[Dataset entries]
Start of Block
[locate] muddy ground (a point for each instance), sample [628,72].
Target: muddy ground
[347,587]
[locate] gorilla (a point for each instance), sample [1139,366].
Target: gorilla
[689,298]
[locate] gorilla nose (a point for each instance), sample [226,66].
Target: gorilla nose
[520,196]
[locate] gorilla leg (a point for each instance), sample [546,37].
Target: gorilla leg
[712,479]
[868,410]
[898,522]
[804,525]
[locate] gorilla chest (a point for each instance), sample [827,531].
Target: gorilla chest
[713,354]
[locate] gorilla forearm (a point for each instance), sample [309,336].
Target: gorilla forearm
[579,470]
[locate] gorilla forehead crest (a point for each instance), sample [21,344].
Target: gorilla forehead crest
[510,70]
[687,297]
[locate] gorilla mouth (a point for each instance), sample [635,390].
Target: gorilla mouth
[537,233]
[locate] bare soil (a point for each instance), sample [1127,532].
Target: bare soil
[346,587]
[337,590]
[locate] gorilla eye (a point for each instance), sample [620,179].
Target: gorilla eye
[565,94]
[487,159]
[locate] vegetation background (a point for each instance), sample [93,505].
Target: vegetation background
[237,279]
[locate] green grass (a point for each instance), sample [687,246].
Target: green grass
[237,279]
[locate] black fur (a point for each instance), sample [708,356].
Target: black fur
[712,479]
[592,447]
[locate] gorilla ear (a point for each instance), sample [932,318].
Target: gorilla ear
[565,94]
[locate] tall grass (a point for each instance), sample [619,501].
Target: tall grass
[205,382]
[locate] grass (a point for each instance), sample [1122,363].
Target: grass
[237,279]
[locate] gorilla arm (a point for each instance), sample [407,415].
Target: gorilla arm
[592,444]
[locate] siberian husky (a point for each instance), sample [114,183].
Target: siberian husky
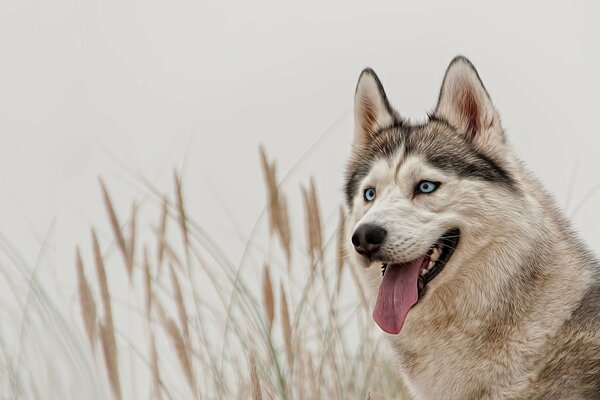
[478,279]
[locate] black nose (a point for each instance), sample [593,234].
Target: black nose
[367,239]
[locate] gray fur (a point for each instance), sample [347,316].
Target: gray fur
[515,314]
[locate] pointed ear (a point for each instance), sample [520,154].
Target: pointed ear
[372,112]
[466,105]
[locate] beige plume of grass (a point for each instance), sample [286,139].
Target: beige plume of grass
[285,325]
[268,298]
[88,306]
[116,227]
[107,330]
[254,380]
[110,359]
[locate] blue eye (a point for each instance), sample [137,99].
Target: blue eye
[427,187]
[369,194]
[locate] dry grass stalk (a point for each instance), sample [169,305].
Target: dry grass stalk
[155,373]
[314,236]
[340,248]
[285,326]
[107,330]
[182,353]
[110,358]
[181,215]
[268,298]
[311,233]
[316,217]
[272,192]
[162,229]
[315,388]
[256,390]
[114,222]
[278,213]
[181,312]
[147,283]
[101,275]
[88,306]
[284,229]
[132,236]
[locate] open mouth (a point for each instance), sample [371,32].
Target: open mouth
End of Block
_Work instructions_.
Each line of the data in which the string "open" appears needs to be copied.

_Written reply_.
[locate] open mouth (a point for each instance), sample [371,32].
Target: open mouth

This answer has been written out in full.